Mollie Michelfelder, a clinical social worker who specializes in the treatment of trauma survivors, serves on a panel at an AFSC forum on PTSD in Des Moines. Please click here for a slideshow from the event.Photo: AFSC / Jon Krieg
By Lydia Kirior
On July 6, 2011 a public forum on the psychological effects of war was held at Des Moines Valley Friends Meeting House. This forum was organized by the AFSC Iowa Peace Building Program as part of its effort to create awareness on the multiple and varied costs of war. The forum focused its evaluation on the wars in Afghanistan and Iraq.
Acording to The People's Voice, “Post Traumatic Stress Disorder, or PTSD, is a psychiatric disorder that can occur following the experience or witnessing of life-threatening events.... People who suffer from PTSD often relive the experience through nightmares and flashbacks, have difficulty sleeping, and feel detached or estranged, and these symptoms can be severe enough and last long enough to significantly impair the person's daily life.”
To examine and explore the lingering effects of PTSD on soldiers returning from combat, selected chapters from the Home Box Office documentary, WARTORN 1861-2010 were viewed at the AFSC forum….
The forum’s panel guests included Mollie Michelfelder, MSW, LISW, specializing with PTSD clients, including returning soldiers; Greg Helle, Veterans For Peace, Vietnam Vet, CPA accountant (retired), author and PTSD survivor; and Bob Kraus, also a combat veteran.
Helle shared his personal struggles with PTSD. The theme most evident in his case was the military and society’s stigma on PTSD. Mollie brought her expertise on the clinical aspects of behavioral health issues, effectively explored the symptoms of PTSD and discussed available treatment.

DATA UNDER STUDY:
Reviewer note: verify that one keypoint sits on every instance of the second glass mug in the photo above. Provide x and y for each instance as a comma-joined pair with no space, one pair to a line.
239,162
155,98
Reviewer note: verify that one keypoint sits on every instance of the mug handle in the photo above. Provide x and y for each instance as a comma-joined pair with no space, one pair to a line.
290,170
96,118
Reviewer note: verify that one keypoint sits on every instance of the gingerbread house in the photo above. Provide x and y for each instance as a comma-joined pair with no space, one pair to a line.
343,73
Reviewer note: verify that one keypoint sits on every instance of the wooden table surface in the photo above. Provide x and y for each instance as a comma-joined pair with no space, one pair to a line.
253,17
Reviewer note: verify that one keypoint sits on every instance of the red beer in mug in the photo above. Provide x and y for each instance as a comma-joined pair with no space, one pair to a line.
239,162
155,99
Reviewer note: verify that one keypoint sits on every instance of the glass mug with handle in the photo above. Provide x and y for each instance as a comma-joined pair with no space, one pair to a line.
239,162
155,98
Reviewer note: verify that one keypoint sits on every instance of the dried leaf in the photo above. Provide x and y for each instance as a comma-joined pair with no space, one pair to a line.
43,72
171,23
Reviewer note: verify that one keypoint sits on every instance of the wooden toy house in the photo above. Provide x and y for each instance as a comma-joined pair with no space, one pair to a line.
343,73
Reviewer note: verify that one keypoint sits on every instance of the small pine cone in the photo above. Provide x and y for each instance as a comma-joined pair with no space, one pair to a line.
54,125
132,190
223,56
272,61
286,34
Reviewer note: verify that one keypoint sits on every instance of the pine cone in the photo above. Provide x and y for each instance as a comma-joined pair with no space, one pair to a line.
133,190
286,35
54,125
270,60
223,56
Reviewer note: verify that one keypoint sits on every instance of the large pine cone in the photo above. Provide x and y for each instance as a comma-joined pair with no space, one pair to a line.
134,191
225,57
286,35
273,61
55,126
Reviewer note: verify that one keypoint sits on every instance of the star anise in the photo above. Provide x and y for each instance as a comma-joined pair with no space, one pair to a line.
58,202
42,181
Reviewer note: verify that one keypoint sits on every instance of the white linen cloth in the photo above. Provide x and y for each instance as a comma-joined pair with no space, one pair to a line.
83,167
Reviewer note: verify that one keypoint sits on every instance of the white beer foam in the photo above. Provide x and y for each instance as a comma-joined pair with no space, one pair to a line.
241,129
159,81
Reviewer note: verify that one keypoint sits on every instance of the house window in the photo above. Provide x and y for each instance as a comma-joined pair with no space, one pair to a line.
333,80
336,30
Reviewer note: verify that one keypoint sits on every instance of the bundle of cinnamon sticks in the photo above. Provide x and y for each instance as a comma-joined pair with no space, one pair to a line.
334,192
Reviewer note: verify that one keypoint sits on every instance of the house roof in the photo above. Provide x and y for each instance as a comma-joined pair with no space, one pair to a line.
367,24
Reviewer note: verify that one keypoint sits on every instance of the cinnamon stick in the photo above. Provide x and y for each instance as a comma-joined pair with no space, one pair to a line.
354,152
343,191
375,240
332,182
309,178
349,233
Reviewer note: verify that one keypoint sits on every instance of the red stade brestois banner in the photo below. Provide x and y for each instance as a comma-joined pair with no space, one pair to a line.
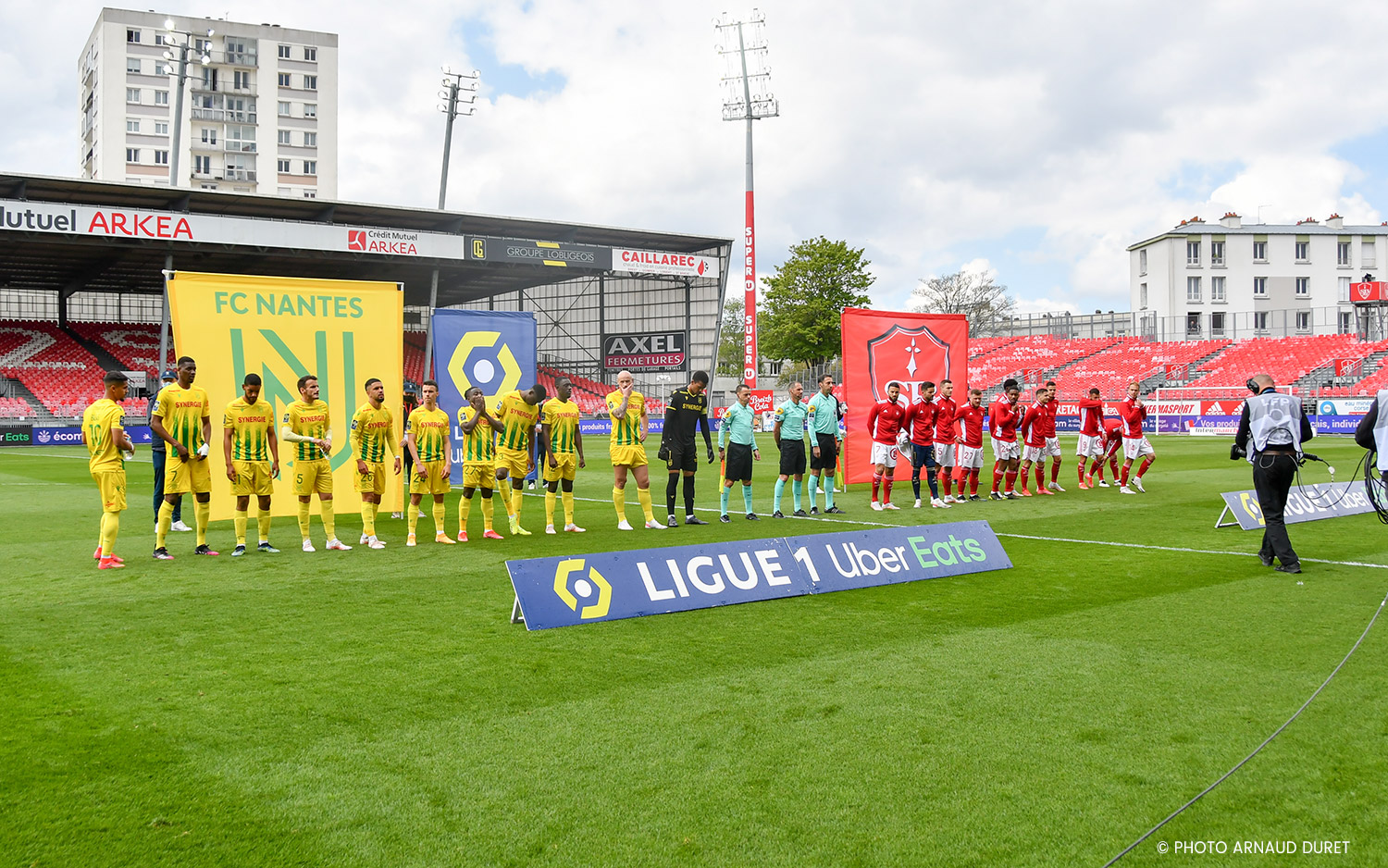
885,346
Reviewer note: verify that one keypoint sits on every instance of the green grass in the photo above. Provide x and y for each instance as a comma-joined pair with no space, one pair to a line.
379,709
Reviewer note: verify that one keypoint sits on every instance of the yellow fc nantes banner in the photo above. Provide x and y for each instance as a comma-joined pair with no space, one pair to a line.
344,332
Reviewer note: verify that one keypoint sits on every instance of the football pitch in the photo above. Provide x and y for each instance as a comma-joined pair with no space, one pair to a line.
379,707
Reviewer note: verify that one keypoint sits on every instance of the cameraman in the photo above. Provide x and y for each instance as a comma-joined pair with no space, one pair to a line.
1277,427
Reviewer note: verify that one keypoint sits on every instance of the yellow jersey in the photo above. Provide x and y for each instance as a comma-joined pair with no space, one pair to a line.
372,434
479,446
100,422
518,418
430,429
250,427
563,418
626,428
308,421
183,411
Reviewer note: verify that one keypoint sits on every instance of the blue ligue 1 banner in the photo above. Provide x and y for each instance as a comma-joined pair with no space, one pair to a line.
494,350
607,587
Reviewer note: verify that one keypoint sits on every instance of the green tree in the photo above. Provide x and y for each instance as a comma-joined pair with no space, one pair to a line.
804,299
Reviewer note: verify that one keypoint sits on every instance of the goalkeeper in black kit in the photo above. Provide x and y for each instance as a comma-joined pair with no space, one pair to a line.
688,407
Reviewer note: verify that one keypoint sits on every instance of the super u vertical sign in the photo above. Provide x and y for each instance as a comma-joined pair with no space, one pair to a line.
343,332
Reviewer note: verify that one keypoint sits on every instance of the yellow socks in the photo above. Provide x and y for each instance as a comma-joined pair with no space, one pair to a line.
644,496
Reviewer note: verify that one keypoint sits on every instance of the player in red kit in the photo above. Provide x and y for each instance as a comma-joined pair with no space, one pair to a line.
946,410
1033,434
1134,442
1004,421
885,422
1091,434
969,443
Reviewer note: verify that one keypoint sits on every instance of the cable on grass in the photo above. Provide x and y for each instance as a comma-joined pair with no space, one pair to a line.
1266,742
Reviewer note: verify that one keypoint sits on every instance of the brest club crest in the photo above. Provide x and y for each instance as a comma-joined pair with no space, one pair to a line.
908,355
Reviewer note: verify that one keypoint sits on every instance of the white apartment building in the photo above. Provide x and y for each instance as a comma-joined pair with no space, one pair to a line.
1227,279
260,117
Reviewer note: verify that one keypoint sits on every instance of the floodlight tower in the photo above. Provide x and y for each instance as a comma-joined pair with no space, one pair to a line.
747,97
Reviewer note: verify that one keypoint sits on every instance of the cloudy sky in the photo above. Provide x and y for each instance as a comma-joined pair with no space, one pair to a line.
1035,139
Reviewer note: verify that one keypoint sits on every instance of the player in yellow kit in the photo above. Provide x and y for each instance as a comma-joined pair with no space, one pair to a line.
563,451
427,440
307,428
518,413
626,407
372,435
252,454
182,418
103,434
479,462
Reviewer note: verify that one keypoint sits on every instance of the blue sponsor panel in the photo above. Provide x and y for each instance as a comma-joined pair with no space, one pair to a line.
886,556
613,585
605,587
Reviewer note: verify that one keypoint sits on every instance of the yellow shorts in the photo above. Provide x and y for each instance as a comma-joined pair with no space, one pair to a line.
182,477
479,477
313,477
374,481
111,485
568,465
515,462
253,478
629,456
433,482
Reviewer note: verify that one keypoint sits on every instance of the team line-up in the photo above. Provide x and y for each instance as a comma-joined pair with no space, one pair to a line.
499,445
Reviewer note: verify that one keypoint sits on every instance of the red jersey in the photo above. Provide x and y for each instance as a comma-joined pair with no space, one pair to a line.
922,419
1133,416
971,425
1004,421
885,421
946,410
1033,425
1091,416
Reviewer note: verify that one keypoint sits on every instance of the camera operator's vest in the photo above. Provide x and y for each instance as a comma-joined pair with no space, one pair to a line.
1274,421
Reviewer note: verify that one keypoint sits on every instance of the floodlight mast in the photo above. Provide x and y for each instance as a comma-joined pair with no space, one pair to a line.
738,105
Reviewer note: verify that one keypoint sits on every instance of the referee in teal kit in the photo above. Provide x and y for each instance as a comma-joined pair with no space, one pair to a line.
741,451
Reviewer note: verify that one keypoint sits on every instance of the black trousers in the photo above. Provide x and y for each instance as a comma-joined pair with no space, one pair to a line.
1271,479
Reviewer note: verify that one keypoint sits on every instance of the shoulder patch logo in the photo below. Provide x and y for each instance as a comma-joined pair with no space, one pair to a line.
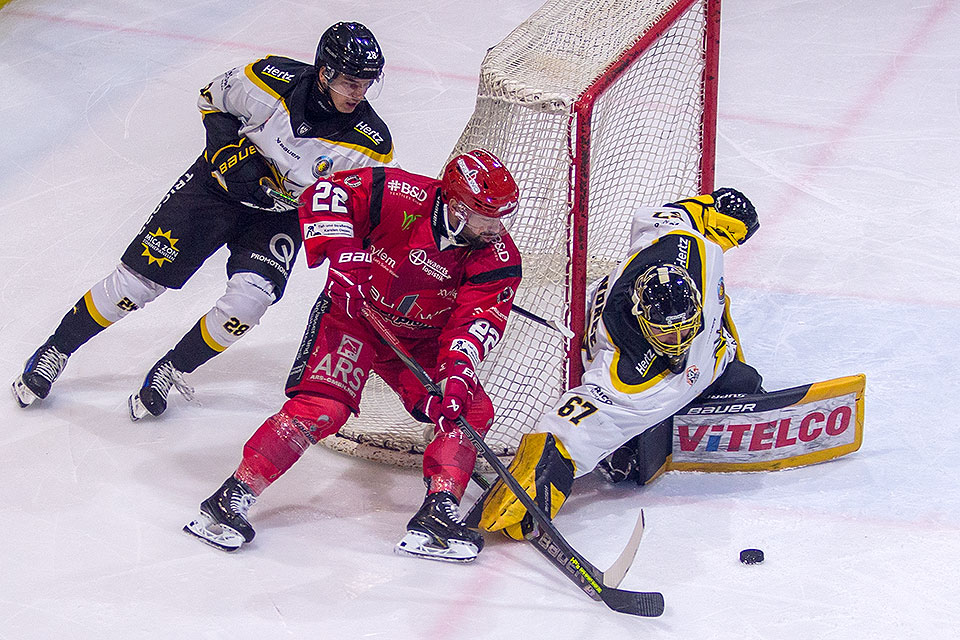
363,128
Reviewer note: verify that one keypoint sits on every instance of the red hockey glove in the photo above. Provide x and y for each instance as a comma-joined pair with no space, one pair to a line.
461,381
432,407
349,277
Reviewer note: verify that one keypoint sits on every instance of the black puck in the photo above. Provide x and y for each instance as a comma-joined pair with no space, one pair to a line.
751,556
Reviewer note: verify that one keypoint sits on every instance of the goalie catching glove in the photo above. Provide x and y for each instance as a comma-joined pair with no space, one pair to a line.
545,470
725,216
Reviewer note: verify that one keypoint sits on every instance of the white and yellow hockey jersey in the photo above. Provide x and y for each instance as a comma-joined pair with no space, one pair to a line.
270,96
626,387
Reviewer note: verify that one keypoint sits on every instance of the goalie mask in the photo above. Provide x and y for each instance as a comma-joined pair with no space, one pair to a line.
481,196
667,304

DIRECTIONS:
Extend the article about the Des Moines forum on PTSD, starting after its final sentence.

ANSWER TO THIS TASK:
Kathleen, AFSC Iowa Program Coordinator, acknowledged the attendance of members of the Veteran for Peace. Bob Kraus discussed his homeless veterans project, whose aim is to provide wraparound services to veterans in a “one-stop shop” environment/campus.
From this forum it is clear that the psychological effects of war impact not only those who see combat -- their families likewise are secondarily impacted. Often therapy sessions will include family members in the therapist’s effort to implement a system of care approach to bring the victim of PTSD to a point where they can live a meaningful and productive life.
While this effort to help those who suffer from combat experience are well-meaning and applauded, we want to emphasize the most effective intervention is to deal with the true “source” that initiates PTSD. That source is W-A-R. If we can advocate for peaceful and political resolutions to problems and totally abstain from military and violent responses to disagreements among nations, then PTSD (as it relates to war) will be a non-factor.